* [Input material]:
** BEGIN **

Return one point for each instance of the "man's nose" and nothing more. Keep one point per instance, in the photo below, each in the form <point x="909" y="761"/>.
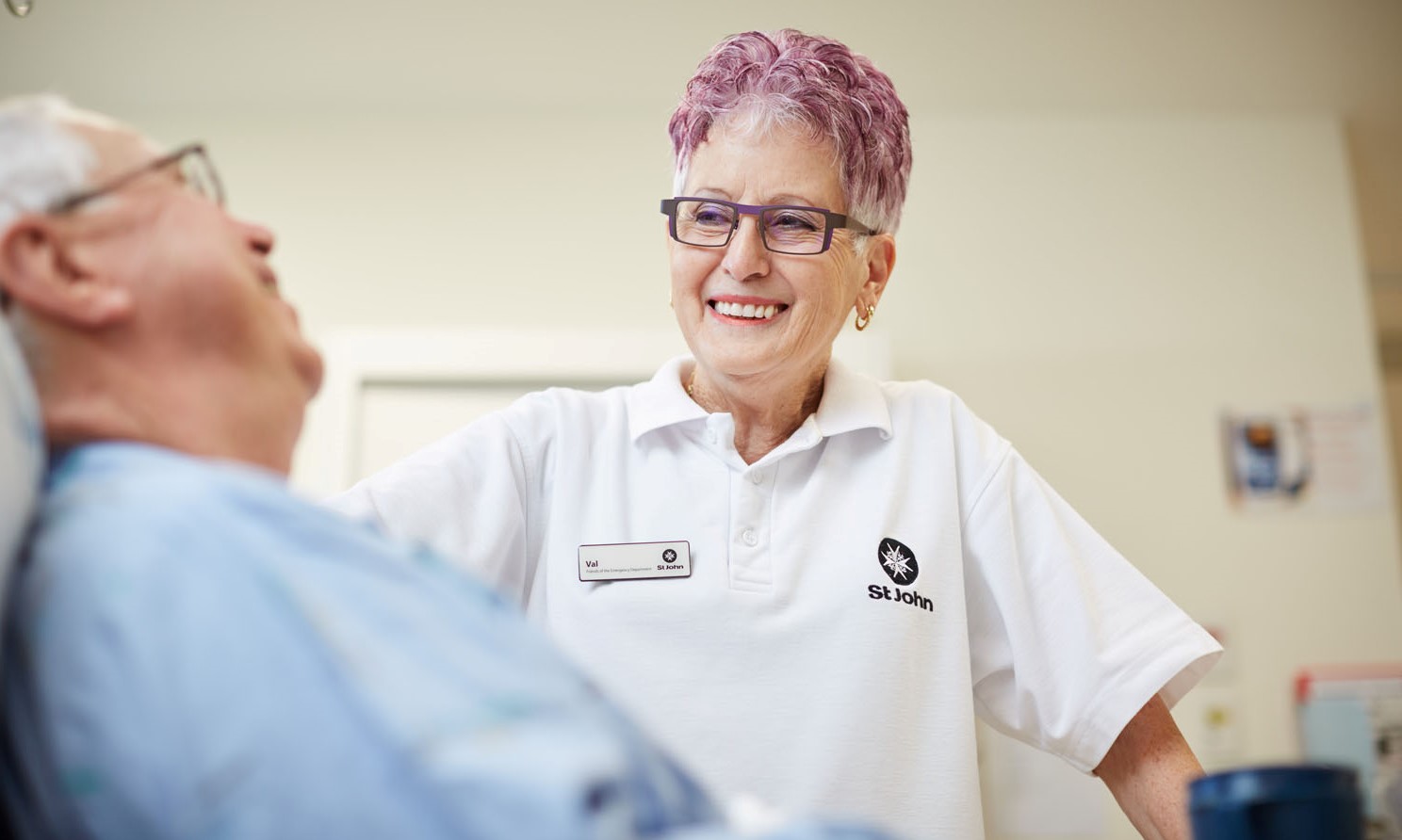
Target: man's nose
<point x="260" y="238"/>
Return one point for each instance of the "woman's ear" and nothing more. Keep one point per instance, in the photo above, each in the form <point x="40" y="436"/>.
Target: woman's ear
<point x="38" y="272"/>
<point x="881" y="261"/>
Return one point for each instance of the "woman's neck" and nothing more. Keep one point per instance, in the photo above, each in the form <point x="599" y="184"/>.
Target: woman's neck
<point x="764" y="414"/>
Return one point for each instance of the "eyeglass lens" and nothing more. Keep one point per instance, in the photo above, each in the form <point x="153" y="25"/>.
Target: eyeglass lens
<point x="790" y="230"/>
<point x="200" y="177"/>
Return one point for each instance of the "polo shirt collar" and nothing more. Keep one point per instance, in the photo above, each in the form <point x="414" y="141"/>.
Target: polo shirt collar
<point x="851" y="401"/>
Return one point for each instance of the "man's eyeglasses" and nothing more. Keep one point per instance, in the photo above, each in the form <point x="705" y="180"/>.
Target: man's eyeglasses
<point x="784" y="229"/>
<point x="197" y="174"/>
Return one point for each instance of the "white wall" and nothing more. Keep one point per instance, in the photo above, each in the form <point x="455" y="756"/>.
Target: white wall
<point x="1100" y="286"/>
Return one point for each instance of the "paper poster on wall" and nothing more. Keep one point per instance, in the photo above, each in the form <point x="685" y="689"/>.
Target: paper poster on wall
<point x="1304" y="458"/>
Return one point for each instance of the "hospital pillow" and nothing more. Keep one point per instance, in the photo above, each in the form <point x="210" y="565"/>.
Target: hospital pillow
<point x="22" y="453"/>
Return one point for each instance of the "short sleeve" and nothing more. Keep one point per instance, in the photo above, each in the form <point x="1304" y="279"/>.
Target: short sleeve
<point x="1068" y="638"/>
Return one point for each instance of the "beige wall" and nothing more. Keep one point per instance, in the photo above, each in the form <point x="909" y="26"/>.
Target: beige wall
<point x="1098" y="286"/>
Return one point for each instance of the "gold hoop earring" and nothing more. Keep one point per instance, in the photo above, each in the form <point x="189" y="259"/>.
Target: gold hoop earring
<point x="864" y="320"/>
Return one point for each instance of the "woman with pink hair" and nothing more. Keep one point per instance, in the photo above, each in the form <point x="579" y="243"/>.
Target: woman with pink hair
<point x="807" y="582"/>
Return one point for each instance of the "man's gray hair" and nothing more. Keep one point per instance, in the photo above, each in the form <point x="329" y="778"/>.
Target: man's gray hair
<point x="41" y="160"/>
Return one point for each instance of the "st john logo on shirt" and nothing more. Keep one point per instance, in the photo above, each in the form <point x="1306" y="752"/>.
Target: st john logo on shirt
<point x="898" y="561"/>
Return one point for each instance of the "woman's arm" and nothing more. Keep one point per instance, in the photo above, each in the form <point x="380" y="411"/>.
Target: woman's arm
<point x="1149" y="768"/>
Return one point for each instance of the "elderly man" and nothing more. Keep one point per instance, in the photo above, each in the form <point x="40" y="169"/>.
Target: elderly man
<point x="191" y="650"/>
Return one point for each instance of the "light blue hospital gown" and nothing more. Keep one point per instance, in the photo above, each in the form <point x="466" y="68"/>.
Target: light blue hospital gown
<point x="195" y="653"/>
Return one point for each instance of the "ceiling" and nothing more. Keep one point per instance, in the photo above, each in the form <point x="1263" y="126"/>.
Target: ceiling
<point x="1344" y="57"/>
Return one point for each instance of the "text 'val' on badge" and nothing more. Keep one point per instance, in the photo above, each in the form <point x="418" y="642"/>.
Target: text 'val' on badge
<point x="634" y="561"/>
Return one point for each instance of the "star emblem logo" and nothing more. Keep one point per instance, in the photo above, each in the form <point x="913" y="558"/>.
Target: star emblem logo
<point x="898" y="561"/>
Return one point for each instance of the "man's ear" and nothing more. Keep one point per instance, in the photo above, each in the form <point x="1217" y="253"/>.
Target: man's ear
<point x="38" y="271"/>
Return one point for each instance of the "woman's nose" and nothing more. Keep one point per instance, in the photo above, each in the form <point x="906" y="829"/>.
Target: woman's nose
<point x="746" y="255"/>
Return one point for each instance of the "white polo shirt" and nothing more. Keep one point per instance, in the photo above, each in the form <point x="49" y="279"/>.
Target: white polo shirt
<point x="856" y="596"/>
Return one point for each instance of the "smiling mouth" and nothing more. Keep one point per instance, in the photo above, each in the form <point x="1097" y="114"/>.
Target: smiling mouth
<point x="746" y="310"/>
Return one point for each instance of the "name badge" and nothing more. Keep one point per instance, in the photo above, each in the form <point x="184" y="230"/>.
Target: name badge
<point x="631" y="561"/>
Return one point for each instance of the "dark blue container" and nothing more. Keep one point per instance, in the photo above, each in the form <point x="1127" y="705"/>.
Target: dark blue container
<point x="1289" y="802"/>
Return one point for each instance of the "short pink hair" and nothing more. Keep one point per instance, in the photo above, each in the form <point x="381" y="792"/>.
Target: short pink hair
<point x="789" y="77"/>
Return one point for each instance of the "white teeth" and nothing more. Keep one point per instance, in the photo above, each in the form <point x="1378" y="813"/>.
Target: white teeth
<point x="746" y="310"/>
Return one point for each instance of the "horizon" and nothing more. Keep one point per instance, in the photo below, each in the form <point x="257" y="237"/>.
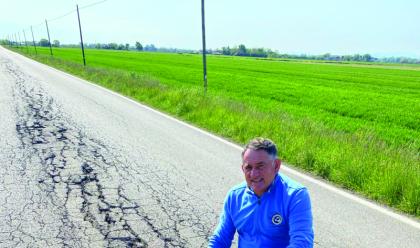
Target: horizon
<point x="379" y="28"/>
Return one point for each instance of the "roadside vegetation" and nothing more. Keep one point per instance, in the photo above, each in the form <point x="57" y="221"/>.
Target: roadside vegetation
<point x="357" y="125"/>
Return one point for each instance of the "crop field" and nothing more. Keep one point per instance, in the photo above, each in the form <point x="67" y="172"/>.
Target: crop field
<point x="355" y="124"/>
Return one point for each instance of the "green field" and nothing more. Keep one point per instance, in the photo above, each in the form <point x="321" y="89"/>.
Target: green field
<point x="357" y="125"/>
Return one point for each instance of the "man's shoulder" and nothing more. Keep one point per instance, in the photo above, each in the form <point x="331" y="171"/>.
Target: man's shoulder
<point x="238" y="189"/>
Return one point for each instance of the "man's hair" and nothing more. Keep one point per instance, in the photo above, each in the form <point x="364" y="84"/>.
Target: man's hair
<point x="264" y="144"/>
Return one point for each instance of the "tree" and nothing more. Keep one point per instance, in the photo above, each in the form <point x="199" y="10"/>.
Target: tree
<point x="241" y="50"/>
<point x="139" y="47"/>
<point x="56" y="43"/>
<point x="226" y="50"/>
<point x="44" y="42"/>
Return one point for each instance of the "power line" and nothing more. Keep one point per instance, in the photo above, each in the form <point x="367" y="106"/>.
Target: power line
<point x="92" y="4"/>
<point x="62" y="16"/>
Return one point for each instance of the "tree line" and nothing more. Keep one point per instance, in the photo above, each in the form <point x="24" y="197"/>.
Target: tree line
<point x="240" y="50"/>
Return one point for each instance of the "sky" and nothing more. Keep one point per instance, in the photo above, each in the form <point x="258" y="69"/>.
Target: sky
<point x="378" y="27"/>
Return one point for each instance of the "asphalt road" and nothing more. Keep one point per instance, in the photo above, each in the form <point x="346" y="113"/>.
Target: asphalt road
<point x="81" y="166"/>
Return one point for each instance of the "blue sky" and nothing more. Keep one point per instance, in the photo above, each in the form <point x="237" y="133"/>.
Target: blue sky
<point x="378" y="27"/>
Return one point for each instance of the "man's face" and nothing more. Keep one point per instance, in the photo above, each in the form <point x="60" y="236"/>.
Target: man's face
<point x="259" y="170"/>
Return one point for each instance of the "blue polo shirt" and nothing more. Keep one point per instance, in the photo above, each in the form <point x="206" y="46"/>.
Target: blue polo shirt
<point x="281" y="217"/>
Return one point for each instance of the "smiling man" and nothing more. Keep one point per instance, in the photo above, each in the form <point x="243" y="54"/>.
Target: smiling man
<point x="269" y="209"/>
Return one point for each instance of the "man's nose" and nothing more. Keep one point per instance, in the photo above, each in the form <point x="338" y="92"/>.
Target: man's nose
<point x="255" y="172"/>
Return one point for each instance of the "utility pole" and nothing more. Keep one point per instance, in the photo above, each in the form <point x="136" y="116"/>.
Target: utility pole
<point x="26" y="43"/>
<point x="19" y="39"/>
<point x="81" y="38"/>
<point x="203" y="30"/>
<point x="33" y="40"/>
<point x="48" y="32"/>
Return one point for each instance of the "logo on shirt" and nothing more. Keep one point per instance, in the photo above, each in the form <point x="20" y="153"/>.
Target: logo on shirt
<point x="277" y="219"/>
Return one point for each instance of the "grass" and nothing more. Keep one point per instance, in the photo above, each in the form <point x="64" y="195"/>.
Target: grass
<point x="357" y="125"/>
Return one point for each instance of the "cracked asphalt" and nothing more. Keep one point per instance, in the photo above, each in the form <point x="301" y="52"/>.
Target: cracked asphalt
<point x="61" y="186"/>
<point x="83" y="167"/>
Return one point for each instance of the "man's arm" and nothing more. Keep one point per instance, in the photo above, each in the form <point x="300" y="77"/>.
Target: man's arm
<point x="300" y="220"/>
<point x="225" y="230"/>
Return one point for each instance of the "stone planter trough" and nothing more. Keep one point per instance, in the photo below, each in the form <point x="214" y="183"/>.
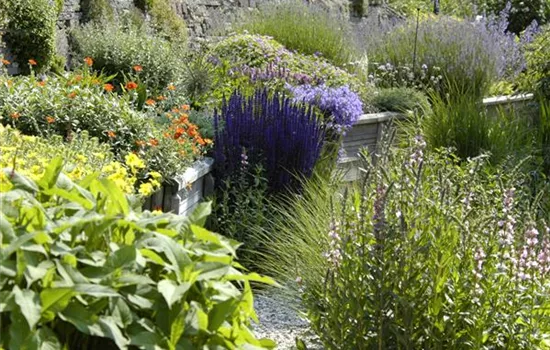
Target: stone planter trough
<point x="182" y="194"/>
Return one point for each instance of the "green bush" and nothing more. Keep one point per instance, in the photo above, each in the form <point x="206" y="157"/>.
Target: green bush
<point x="78" y="102"/>
<point x="166" y="22"/>
<point x="428" y="253"/>
<point x="401" y="100"/>
<point x="537" y="75"/>
<point x="117" y="50"/>
<point x="247" y="61"/>
<point x="465" y="125"/>
<point x="30" y="32"/>
<point x="308" y="29"/>
<point x="82" y="270"/>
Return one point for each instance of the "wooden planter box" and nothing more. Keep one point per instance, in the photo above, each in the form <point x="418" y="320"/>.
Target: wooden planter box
<point x="183" y="193"/>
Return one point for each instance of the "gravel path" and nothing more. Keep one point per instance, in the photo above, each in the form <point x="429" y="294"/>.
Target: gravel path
<point x="281" y="323"/>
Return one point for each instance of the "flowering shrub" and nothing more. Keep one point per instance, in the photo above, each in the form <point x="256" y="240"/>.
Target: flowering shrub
<point x="470" y="55"/>
<point x="306" y="28"/>
<point x="117" y="50"/>
<point x="82" y="270"/>
<point x="285" y="138"/>
<point x="341" y="106"/>
<point x="245" y="61"/>
<point x="30" y="156"/>
<point x="430" y="252"/>
<point x="85" y="102"/>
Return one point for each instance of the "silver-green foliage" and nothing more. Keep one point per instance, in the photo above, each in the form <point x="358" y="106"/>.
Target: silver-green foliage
<point x="81" y="269"/>
<point x="428" y="252"/>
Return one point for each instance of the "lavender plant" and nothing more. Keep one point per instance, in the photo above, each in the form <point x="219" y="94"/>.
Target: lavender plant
<point x="284" y="137"/>
<point x="340" y="106"/>
<point x="426" y="253"/>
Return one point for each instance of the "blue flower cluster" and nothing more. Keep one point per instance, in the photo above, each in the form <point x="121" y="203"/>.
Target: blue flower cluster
<point x="285" y="138"/>
<point x="341" y="106"/>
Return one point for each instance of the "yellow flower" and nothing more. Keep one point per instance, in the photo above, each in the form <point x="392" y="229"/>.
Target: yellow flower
<point x="146" y="189"/>
<point x="134" y="162"/>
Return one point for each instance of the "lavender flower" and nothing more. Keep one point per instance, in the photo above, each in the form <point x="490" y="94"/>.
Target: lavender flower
<point x="341" y="105"/>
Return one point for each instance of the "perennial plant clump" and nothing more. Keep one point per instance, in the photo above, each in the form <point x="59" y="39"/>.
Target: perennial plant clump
<point x="285" y="138"/>
<point x="81" y="269"/>
<point x="427" y="252"/>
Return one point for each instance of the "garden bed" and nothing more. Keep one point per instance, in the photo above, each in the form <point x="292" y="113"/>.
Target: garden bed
<point x="182" y="194"/>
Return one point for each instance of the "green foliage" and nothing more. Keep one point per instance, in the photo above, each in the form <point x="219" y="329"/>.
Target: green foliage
<point x="237" y="55"/>
<point x="433" y="274"/>
<point x="166" y="22"/>
<point x="305" y="28"/>
<point x="82" y="270"/>
<point x="30" y="32"/>
<point x="465" y="125"/>
<point x="401" y="100"/>
<point x="537" y="75"/>
<point x="116" y="50"/>
<point x="240" y="203"/>
<point x="97" y="11"/>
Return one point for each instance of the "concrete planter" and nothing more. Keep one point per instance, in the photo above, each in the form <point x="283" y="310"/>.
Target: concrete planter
<point x="182" y="194"/>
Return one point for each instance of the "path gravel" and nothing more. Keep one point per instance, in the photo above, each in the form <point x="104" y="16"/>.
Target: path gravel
<point x="281" y="323"/>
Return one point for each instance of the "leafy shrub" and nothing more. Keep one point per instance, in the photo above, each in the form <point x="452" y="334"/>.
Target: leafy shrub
<point x="401" y="100"/>
<point x="117" y="50"/>
<point x="79" y="102"/>
<point x="166" y="22"/>
<point x="285" y="138"/>
<point x="308" y="29"/>
<point x="428" y="253"/>
<point x="247" y="62"/>
<point x="465" y="125"/>
<point x="30" y="156"/>
<point x="89" y="273"/>
<point x="30" y="32"/>
<point x="469" y="56"/>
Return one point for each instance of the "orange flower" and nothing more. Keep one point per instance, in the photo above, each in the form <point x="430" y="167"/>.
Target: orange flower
<point x="131" y="85"/>
<point x="89" y="61"/>
<point x="178" y="133"/>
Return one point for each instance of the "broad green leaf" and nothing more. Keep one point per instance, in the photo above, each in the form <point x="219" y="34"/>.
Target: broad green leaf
<point x="47" y="340"/>
<point x="122" y="257"/>
<point x="200" y="214"/>
<point x="152" y="256"/>
<point x="95" y="290"/>
<point x="29" y="304"/>
<point x="171" y="291"/>
<point x="177" y="327"/>
<point x="196" y="320"/>
<point x="55" y="300"/>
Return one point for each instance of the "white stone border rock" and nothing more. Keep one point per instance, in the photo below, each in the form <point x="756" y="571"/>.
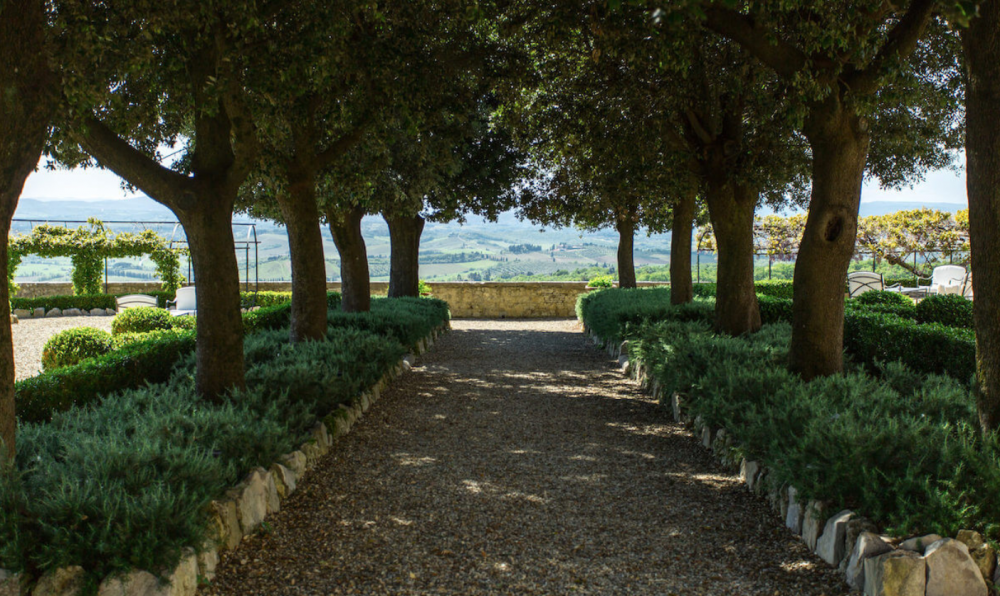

** END **

* [Stated problem]: Find each line in the rows above that contains the word "gown" and copy it out. Match the case exactly.

* [Task solution]:
Return one point for each instance of the "light blue hospital gown" and nothing more. Keep one point per instance, in the photo above, each in the form <point x="466" y="68"/>.
Target: light blue hospital gown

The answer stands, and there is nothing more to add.